WRITERS



The Individual In Society


Asiaweek, May 23,1980 


Unlike economic advancement, development of local arts and literature is not exactly a priority preoccupation in Singapore. Indeed quasi-official attitudes sometimes take on a certain eccentricity, as when leading trade unionist and parliamentarian Devan Nair recently caused a storm by chiding "arty-crafty reality dodgers." Noting that local poets are read in the republic's schools, he said "I am alarmed, because I know a number of them who ought not to be read at all"
Despite such discouraging words, a handful of local writers and poets have braved their way through to making a name for themselves. Among the best known outside the republic is another unrelated Nair: former marine biologist, Chandran Nair. Primarily a poet, he is a signatory to the Kuala Lumpur Declaration of the ASEAN Writers Association. Recently he talked to ASIAWEEK's Assif Shameen about his own life and work and of the development of literature in Singapore: Shameen's report:

Nair's roots are in the southern Indian state of Kerala, where he was born 35 years ago. It wasn't until after his eighth brithday that the Nair family migrated to Singpore's greener pastures. "I grew up in the rough neighbourhood of Havelock Road" he recalls. Rough, because race relations in the 1950s' Singapore were hardly as smooth as they are now. Havelock Road was a predominantly working-class Chinese area where the Malayam-speaking Nairs were complete strangers. "I found myself as an individual caught between two extremes. My conservative Indian family and the rough new, strange world outside." By the time he was a teenager, some kind of outlet had become essential. He began to write.

──────────

**Exercise 1:** In the Asiaweek profile, rewrite the passage starting at "Nair's roots are" and ending at "began to write.", replacing "Havelock Road" with "Orchard Road".
**Exercise 2:**
Answer these questions from the Asiaweek profile:
(a) Who caused a storm by chiding "arty-crafty reality dodgers"?
(b) What was Chandran Nair's former profession?
(c) In which Indian state was Chandran Nair born?

Items listed in a dataset:
──────────

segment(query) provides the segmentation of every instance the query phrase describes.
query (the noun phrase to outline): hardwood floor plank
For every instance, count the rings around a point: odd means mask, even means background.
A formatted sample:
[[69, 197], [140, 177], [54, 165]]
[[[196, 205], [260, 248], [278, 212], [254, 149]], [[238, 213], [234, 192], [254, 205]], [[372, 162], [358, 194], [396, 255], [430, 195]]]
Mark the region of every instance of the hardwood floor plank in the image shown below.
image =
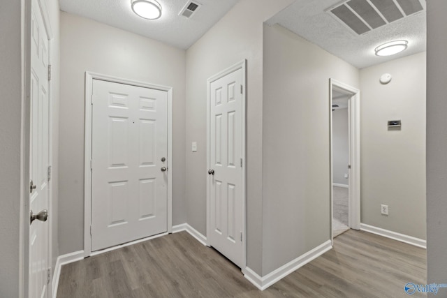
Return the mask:
[[406, 283], [426, 283], [425, 255], [349, 230], [333, 249], [261, 292], [219, 252], [182, 232], [63, 266], [57, 297], [404, 297]]

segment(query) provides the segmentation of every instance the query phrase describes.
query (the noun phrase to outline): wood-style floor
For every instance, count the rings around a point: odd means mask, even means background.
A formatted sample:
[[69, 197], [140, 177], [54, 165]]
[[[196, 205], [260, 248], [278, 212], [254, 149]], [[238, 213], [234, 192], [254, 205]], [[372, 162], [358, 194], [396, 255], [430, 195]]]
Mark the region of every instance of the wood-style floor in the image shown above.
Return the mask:
[[333, 249], [261, 292], [182, 232], [63, 266], [57, 297], [406, 297], [406, 283], [426, 283], [425, 264], [423, 248], [349, 230]]

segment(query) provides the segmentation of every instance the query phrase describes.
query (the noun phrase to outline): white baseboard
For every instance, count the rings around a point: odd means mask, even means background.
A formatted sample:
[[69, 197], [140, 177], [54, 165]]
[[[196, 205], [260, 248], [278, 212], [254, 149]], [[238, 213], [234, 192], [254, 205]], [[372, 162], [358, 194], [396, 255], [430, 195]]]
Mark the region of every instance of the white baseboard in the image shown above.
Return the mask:
[[166, 236], [168, 234], [168, 232], [164, 232], [164, 233], [161, 233], [161, 234], [157, 234], [156, 235], [154, 236], [150, 236], [146, 238], [142, 238], [138, 240], [133, 240], [131, 241], [130, 242], [126, 242], [125, 244], [119, 244], [119, 245], [117, 245], [115, 246], [112, 246], [112, 247], [109, 247], [108, 248], [105, 249], [103, 249], [101, 251], [92, 251], [91, 253], [90, 253], [90, 257], [93, 257], [94, 255], [101, 255], [101, 253], [108, 253], [109, 251], [115, 251], [116, 249], [119, 249], [119, 248], [122, 248], [123, 247], [126, 247], [126, 246], [129, 246], [130, 245], [133, 245], [133, 244], [136, 244], [140, 242], [144, 242], [145, 241], [147, 240], [151, 240], [155, 238], [159, 238], [161, 237], [162, 236]]
[[200, 234], [197, 230], [187, 223], [182, 223], [173, 226], [173, 233], [177, 233], [182, 231], [188, 232], [192, 237], [196, 238], [199, 242], [203, 245], [207, 245], [207, 237]]
[[244, 276], [259, 290], [264, 290], [277, 281], [284, 278], [298, 268], [305, 265], [316, 258], [323, 255], [332, 248], [330, 240], [328, 240], [312, 251], [291, 260], [288, 263], [272, 271], [265, 276], [260, 276], [249, 267], [244, 270]]
[[339, 183], [332, 183], [332, 186], [343, 187], [344, 188], [349, 188], [349, 186], [347, 184], [340, 184]]
[[59, 278], [61, 275], [61, 268], [62, 265], [73, 263], [84, 258], [84, 251], [75, 251], [74, 253], [67, 253], [57, 257], [54, 269], [53, 270], [53, 280], [51, 283], [52, 294], [53, 298], [56, 298], [57, 295], [57, 287], [59, 285]]
[[366, 225], [365, 223], [360, 223], [360, 230], [365, 232], [376, 234], [384, 237], [397, 240], [401, 242], [405, 242], [409, 244], [414, 245], [415, 246], [427, 248], [427, 241], [419, 238], [416, 238], [412, 236], [397, 233], [396, 232], [393, 232], [388, 230], [382, 229], [381, 228]]

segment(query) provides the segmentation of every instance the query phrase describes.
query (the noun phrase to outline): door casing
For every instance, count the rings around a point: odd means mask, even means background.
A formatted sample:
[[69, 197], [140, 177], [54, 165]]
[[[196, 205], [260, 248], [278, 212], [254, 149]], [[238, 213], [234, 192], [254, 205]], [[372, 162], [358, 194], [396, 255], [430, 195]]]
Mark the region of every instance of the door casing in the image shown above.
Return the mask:
[[[85, 258], [92, 255], [90, 225], [91, 224], [91, 95], [93, 94], [94, 80], [101, 80], [168, 92], [168, 156], [166, 161], [168, 164], [168, 232], [161, 234], [161, 235], [170, 233], [173, 231], [173, 88], [87, 71], [85, 73], [85, 139], [84, 154], [84, 256]], [[94, 254], [109, 251], [110, 251], [110, 248], [95, 252]]]
[[329, 131], [330, 131], [330, 239], [334, 245], [332, 232], [333, 193], [332, 193], [332, 89], [350, 94], [348, 100], [349, 126], [349, 226], [354, 230], [360, 229], [360, 90], [334, 79], [329, 79]]
[[[217, 73], [207, 80], [207, 169], [210, 169], [211, 157], [210, 157], [210, 92], [211, 83], [225, 77], [226, 75], [237, 70], [242, 70], [242, 266], [241, 267], [243, 274], [245, 274], [247, 267], [247, 60], [244, 59], [228, 68]], [[207, 177], [207, 234], [211, 233], [211, 210], [210, 208], [210, 195], [208, 190], [211, 184], [211, 177], [206, 171], [204, 171], [204, 175]], [[210, 246], [210, 244], [207, 241], [207, 246]]]

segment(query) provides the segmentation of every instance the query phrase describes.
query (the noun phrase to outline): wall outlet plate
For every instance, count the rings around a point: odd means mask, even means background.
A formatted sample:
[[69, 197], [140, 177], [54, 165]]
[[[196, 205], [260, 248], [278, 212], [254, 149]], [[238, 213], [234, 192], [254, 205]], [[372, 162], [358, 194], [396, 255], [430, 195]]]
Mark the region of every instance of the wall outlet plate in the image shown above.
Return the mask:
[[383, 215], [388, 215], [388, 205], [380, 205], [380, 213]]

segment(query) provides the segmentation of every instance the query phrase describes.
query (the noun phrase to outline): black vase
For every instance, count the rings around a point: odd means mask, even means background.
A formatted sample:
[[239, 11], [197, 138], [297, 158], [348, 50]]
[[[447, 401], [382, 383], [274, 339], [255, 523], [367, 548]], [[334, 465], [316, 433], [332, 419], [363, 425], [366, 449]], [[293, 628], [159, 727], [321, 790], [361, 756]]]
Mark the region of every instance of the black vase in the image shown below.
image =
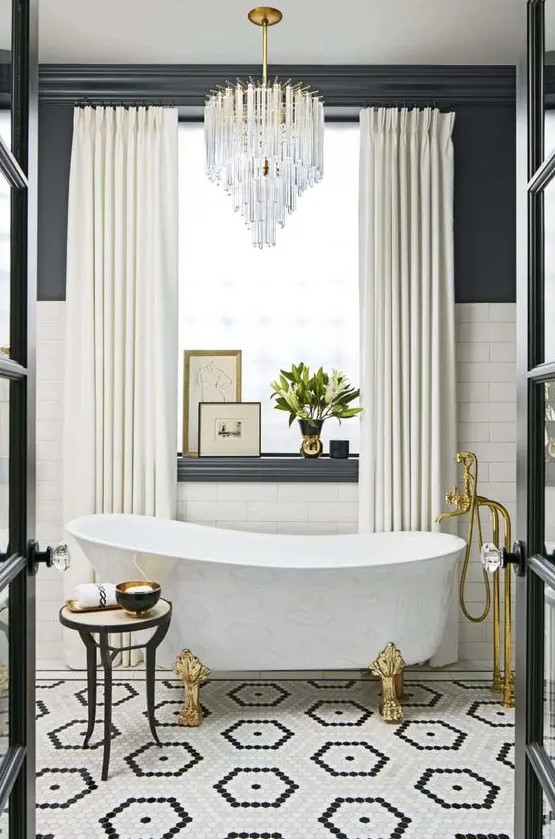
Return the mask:
[[301, 442], [301, 454], [303, 457], [320, 457], [324, 447], [320, 440], [324, 420], [303, 420], [299, 419], [299, 426], [303, 439]]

──────────

**Exercise solution 1:**
Nair's roots are in the southern Indian state of Kerala, where he was born 35 years ago. It wasn't until after his eighth brithday that the Nair family migrated to Singpore's greener pastures. "I grew up in the rough neighbourhood of Orchard Road" he recalls. Rough, because race relations in the 1950s' Singapore were hardly as smooth as they are now. Orchard Road was a predominantly working-class Chinese area where the Malayam-speaking Nairs were complete strangers. "I found myself as an individual caught between two extremes. My conservative Indian family and the rough new, strange world outside." By the time he was a teenager, some kind of outlet had become essential. He began to write.

**Exercise solution 2:**
(a) Devan Nair, a leading trade unionist and parliamentarian
(b) Marine biologist
(c) Kerala